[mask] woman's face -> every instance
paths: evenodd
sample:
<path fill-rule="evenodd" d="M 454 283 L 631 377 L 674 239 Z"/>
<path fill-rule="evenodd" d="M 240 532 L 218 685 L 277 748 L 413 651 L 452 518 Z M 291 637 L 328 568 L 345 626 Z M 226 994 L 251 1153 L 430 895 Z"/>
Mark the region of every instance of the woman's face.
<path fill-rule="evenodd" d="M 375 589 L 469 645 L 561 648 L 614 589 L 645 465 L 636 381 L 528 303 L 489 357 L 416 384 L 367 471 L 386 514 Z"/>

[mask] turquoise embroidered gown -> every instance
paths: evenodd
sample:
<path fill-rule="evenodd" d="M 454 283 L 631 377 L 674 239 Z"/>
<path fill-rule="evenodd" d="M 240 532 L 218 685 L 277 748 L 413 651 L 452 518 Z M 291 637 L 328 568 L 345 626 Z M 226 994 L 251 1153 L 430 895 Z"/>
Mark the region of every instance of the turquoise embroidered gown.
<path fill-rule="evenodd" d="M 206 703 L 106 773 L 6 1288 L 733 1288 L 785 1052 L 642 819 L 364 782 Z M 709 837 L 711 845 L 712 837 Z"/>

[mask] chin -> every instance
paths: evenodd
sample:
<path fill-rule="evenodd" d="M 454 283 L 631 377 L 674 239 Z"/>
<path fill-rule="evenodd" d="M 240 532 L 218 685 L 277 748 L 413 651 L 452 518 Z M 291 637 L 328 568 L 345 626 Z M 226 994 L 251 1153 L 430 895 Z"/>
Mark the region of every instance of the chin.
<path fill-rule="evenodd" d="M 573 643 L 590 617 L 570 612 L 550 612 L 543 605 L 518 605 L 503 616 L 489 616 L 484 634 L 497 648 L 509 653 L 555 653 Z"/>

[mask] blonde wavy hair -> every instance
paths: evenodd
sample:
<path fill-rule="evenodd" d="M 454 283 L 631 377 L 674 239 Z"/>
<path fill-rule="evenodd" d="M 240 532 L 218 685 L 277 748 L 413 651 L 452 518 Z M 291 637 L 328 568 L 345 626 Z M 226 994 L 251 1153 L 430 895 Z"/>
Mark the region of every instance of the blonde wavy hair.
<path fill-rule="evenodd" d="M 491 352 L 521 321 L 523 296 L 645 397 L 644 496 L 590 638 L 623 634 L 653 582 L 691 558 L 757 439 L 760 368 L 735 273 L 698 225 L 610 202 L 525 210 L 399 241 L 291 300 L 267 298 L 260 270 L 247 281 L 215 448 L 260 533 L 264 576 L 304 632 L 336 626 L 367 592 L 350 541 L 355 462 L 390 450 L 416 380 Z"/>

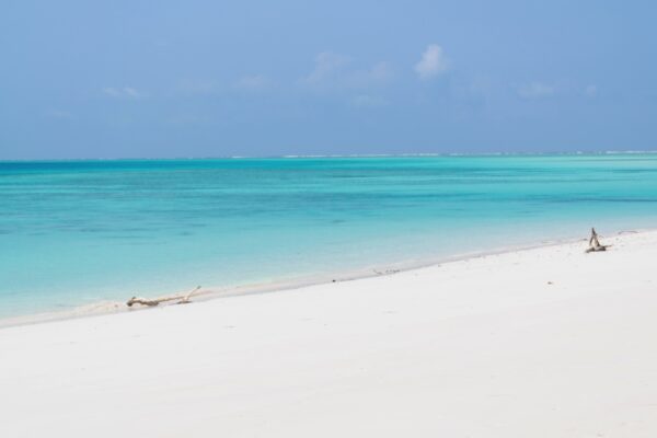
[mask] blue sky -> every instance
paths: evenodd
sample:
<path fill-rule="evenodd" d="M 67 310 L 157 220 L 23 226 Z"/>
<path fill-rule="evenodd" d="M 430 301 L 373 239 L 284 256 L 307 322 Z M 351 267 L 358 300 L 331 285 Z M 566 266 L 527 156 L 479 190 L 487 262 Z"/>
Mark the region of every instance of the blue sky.
<path fill-rule="evenodd" d="M 30 1 L 0 159 L 657 149 L 648 1 Z"/>

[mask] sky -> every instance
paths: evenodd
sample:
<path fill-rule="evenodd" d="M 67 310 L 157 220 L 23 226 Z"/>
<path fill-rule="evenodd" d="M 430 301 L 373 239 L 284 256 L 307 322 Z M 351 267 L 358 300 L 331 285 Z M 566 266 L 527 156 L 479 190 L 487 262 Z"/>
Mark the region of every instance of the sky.
<path fill-rule="evenodd" d="M 0 160 L 657 149 L 650 1 L 1 10 Z"/>

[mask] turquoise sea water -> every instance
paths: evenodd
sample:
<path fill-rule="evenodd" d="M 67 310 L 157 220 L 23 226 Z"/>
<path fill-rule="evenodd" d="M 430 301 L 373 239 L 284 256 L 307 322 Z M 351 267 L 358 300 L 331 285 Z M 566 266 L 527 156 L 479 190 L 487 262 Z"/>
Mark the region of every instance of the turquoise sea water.
<path fill-rule="evenodd" d="M 657 224 L 657 154 L 0 162 L 0 318 Z"/>

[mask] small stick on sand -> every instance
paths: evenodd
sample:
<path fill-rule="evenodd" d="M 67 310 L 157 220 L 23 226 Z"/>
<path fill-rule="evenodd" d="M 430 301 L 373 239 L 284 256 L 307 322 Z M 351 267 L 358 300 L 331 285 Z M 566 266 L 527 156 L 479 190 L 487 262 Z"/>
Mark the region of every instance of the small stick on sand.
<path fill-rule="evenodd" d="M 154 307 L 160 304 L 161 302 L 165 302 L 165 301 L 175 301 L 178 300 L 177 304 L 186 304 L 191 301 L 192 295 L 197 292 L 198 289 L 200 289 L 200 286 L 195 287 L 194 289 L 192 289 L 191 291 L 188 291 L 185 295 L 176 295 L 173 297 L 163 297 L 163 298 L 155 298 L 152 300 L 146 299 L 146 298 L 137 298 L 137 297 L 132 297 L 130 298 L 127 302 L 126 306 L 128 306 L 129 308 L 131 308 L 134 304 L 141 304 L 141 306 L 148 306 L 148 307 Z"/>
<path fill-rule="evenodd" d="M 607 251 L 610 245 L 602 245 L 598 240 L 598 233 L 595 228 L 591 228 L 591 237 L 589 238 L 589 247 L 586 250 L 587 253 L 597 253 L 600 251 Z"/>

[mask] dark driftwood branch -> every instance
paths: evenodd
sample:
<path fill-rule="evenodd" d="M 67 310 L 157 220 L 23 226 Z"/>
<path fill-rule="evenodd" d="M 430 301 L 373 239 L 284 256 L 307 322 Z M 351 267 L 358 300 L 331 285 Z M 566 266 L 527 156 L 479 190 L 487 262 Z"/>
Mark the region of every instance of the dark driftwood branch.
<path fill-rule="evenodd" d="M 176 295 L 173 297 L 163 297 L 163 298 L 154 298 L 152 300 L 146 299 L 146 298 L 137 298 L 137 297 L 132 297 L 130 298 L 127 302 L 126 306 L 128 306 L 129 308 L 131 308 L 134 304 L 141 304 L 141 306 L 148 306 L 148 307 L 154 307 L 160 304 L 161 302 L 165 302 L 165 301 L 175 301 L 177 300 L 177 304 L 186 304 L 191 301 L 192 295 L 197 292 L 198 289 L 200 289 L 200 286 L 197 286 L 196 288 L 189 290 L 187 293 L 185 295 Z"/>
<path fill-rule="evenodd" d="M 589 238 L 589 247 L 586 250 L 587 253 L 597 253 L 600 251 L 607 251 L 610 245 L 602 245 L 598 240 L 598 233 L 595 228 L 591 228 L 591 237 Z"/>

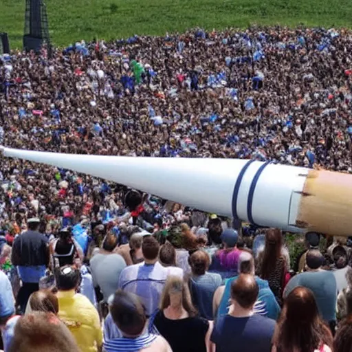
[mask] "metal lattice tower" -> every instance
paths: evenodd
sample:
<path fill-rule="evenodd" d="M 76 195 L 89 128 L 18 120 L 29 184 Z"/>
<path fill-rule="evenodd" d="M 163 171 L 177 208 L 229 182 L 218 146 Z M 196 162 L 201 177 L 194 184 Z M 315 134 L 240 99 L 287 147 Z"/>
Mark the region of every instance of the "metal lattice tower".
<path fill-rule="evenodd" d="M 38 51 L 50 45 L 47 9 L 43 0 L 26 0 L 23 46 L 26 50 Z"/>

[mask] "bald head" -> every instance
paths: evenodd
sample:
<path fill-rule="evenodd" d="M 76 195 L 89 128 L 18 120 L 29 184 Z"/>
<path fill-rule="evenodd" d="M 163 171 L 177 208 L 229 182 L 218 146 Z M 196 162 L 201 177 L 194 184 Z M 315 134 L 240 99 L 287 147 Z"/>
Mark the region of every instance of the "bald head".
<path fill-rule="evenodd" d="M 231 285 L 231 298 L 245 309 L 253 307 L 258 292 L 254 276 L 250 274 L 240 274 Z"/>
<path fill-rule="evenodd" d="M 239 258 L 239 274 L 251 274 L 254 275 L 254 258 L 248 252 L 242 252 Z"/>
<path fill-rule="evenodd" d="M 324 264 L 324 256 L 318 250 L 311 250 L 307 252 L 307 266 L 309 269 L 319 269 Z"/>

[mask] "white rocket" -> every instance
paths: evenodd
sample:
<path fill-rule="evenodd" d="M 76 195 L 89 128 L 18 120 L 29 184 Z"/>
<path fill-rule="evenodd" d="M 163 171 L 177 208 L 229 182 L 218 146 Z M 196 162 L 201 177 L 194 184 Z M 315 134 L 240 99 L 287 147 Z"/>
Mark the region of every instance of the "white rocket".
<path fill-rule="evenodd" d="M 61 154 L 2 147 L 201 210 L 291 232 L 352 235 L 352 175 L 247 160 Z"/>

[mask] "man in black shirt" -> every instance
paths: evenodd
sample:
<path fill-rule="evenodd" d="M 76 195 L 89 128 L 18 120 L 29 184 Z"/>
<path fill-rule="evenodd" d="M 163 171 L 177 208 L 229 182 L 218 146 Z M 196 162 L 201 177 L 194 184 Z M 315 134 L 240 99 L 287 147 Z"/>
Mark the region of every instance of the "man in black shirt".
<path fill-rule="evenodd" d="M 21 313 L 24 313 L 30 296 L 39 289 L 39 280 L 49 265 L 47 239 L 38 231 L 39 224 L 38 219 L 30 219 L 28 230 L 17 236 L 12 246 L 11 260 L 22 280 L 16 302 Z"/>

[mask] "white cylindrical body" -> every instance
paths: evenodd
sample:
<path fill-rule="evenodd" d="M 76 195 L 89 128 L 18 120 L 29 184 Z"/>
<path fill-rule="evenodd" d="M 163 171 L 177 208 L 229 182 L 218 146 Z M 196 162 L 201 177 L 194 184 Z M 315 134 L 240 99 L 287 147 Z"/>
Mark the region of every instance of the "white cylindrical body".
<path fill-rule="evenodd" d="M 87 155 L 8 148 L 3 153 L 113 181 L 261 226 L 301 230 L 295 224 L 307 168 L 233 159 Z"/>

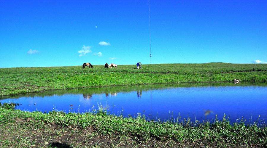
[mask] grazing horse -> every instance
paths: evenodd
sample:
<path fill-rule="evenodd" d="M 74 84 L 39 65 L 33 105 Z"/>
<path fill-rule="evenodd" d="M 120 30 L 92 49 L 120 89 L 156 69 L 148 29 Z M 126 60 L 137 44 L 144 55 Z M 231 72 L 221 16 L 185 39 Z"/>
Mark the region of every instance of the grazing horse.
<path fill-rule="evenodd" d="M 109 68 L 109 64 L 108 63 L 106 63 L 106 64 L 105 65 L 105 68 Z"/>
<path fill-rule="evenodd" d="M 88 66 L 89 67 L 89 68 L 90 68 L 90 67 L 93 68 L 93 65 L 92 65 L 92 64 L 91 64 L 90 63 L 84 63 L 83 64 L 82 64 L 82 68 L 84 68 L 85 67 L 85 66 Z"/>
<path fill-rule="evenodd" d="M 115 64 L 114 63 L 111 63 L 109 65 L 109 67 L 110 67 L 111 68 L 112 68 L 112 67 L 117 68 L 117 67 L 118 66 L 117 65 L 117 64 Z"/>

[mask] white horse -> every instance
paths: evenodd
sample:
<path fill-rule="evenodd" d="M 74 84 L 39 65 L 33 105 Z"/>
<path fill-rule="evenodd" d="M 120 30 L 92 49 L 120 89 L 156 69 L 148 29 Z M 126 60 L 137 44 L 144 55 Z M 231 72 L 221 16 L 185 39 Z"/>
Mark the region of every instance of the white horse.
<path fill-rule="evenodd" d="M 117 68 L 118 66 L 117 65 L 117 64 L 115 64 L 114 63 L 111 63 L 109 65 L 109 68 L 112 68 L 112 67 L 114 67 L 116 68 Z"/>

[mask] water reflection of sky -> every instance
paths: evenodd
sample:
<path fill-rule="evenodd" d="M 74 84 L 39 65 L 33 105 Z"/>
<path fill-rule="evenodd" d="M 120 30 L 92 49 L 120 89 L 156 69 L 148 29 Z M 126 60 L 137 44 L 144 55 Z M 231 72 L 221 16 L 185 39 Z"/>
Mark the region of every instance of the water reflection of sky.
<path fill-rule="evenodd" d="M 232 122 L 242 117 L 248 120 L 252 117 L 254 120 L 260 115 L 260 119 L 267 119 L 266 85 L 181 87 L 175 85 L 53 91 L 45 92 L 47 95 L 42 93 L 25 94 L 2 99 L 0 102 L 19 103 L 21 105 L 18 109 L 43 112 L 55 109 L 84 112 L 101 105 L 117 115 L 134 116 L 139 112 L 147 119 L 161 120 L 180 116 L 202 121 L 212 120 L 216 114 L 221 118 L 224 114 Z M 205 112 L 209 114 L 206 117 Z"/>

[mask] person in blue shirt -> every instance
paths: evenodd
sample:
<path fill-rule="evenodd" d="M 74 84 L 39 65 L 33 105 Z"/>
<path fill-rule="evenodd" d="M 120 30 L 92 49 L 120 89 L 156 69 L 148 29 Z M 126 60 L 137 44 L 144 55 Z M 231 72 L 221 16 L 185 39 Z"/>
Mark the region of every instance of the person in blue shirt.
<path fill-rule="evenodd" d="M 137 63 L 136 64 L 136 69 L 139 69 L 139 63 L 137 62 Z"/>

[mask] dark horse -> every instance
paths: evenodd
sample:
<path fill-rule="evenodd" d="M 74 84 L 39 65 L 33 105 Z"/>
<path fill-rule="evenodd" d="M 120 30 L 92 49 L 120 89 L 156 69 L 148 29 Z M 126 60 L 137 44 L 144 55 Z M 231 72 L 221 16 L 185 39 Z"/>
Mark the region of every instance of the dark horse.
<path fill-rule="evenodd" d="M 93 65 L 90 63 L 83 63 L 83 64 L 82 64 L 83 68 L 84 68 L 85 66 L 89 66 L 89 68 L 91 67 L 91 68 L 93 68 Z"/>
<path fill-rule="evenodd" d="M 106 64 L 105 65 L 105 68 L 108 68 L 109 64 L 108 63 L 106 63 Z"/>

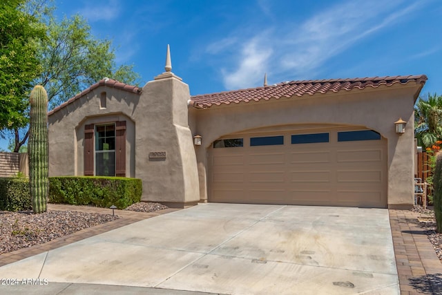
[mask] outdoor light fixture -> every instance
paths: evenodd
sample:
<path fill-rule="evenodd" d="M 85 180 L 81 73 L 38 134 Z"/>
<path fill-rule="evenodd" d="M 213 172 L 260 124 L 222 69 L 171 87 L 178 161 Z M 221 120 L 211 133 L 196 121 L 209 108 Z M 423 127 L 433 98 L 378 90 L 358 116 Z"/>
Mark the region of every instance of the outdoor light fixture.
<path fill-rule="evenodd" d="M 405 124 L 407 122 L 402 120 L 401 117 L 398 120 L 394 122 L 396 125 L 396 133 L 398 134 L 402 134 L 405 133 Z"/>
<path fill-rule="evenodd" d="M 201 137 L 201 136 L 200 135 L 193 136 L 193 144 L 195 144 L 195 146 L 200 146 L 202 138 L 202 137 Z"/>

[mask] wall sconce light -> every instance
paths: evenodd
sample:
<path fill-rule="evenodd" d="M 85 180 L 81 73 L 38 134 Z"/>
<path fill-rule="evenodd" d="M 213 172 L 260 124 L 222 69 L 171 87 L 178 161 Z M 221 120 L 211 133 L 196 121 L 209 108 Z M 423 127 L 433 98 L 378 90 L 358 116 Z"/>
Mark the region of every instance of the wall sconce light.
<path fill-rule="evenodd" d="M 200 135 L 193 136 L 193 144 L 195 144 L 195 146 L 200 146 L 202 139 L 202 137 Z"/>
<path fill-rule="evenodd" d="M 402 134 L 405 133 L 405 124 L 407 122 L 402 120 L 401 117 L 398 120 L 394 122 L 396 125 L 396 133 L 398 134 Z"/>

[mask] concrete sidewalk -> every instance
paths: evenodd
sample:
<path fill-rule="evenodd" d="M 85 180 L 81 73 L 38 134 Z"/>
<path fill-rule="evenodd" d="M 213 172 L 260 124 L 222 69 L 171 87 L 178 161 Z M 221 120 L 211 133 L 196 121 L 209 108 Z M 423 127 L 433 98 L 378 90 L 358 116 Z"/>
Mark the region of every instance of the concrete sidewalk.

• Exercise brief:
Exactly as written, give the line containing "[mask] wall sconce light -> every instance" and all remaining lines of the records.

• Solved problem:
[mask] wall sconce light -> every instance
paths: evenodd
sample:
<path fill-rule="evenodd" d="M 85 180 L 81 73 L 38 134 Z"/>
<path fill-rule="evenodd" d="M 213 172 L 260 124 L 222 69 L 171 87 L 178 161 Z M 221 120 L 211 133 L 196 121 L 209 108 Z M 423 127 L 433 98 L 378 90 L 358 116 Z"/>
Mark the region of every instance of the wall sconce light.
<path fill-rule="evenodd" d="M 200 135 L 193 136 L 193 144 L 195 144 L 195 146 L 200 146 L 202 139 L 202 137 Z"/>
<path fill-rule="evenodd" d="M 402 134 L 405 133 L 405 124 L 407 122 L 402 120 L 401 117 L 398 120 L 394 122 L 396 125 L 396 133 L 398 134 Z"/>

[mask] concrete sidewalk -> every instance
paths: evenodd
sample:
<path fill-rule="evenodd" d="M 85 180 L 81 73 L 38 134 Z"/>
<path fill-rule="evenodd" d="M 213 172 L 260 124 L 222 69 L 171 87 L 178 161 Z M 221 120 L 211 133 L 196 121 L 209 108 Z M 423 127 L 433 98 L 378 90 L 358 116 Z"/>
Mark the region of every instance of the concrete sidewalk.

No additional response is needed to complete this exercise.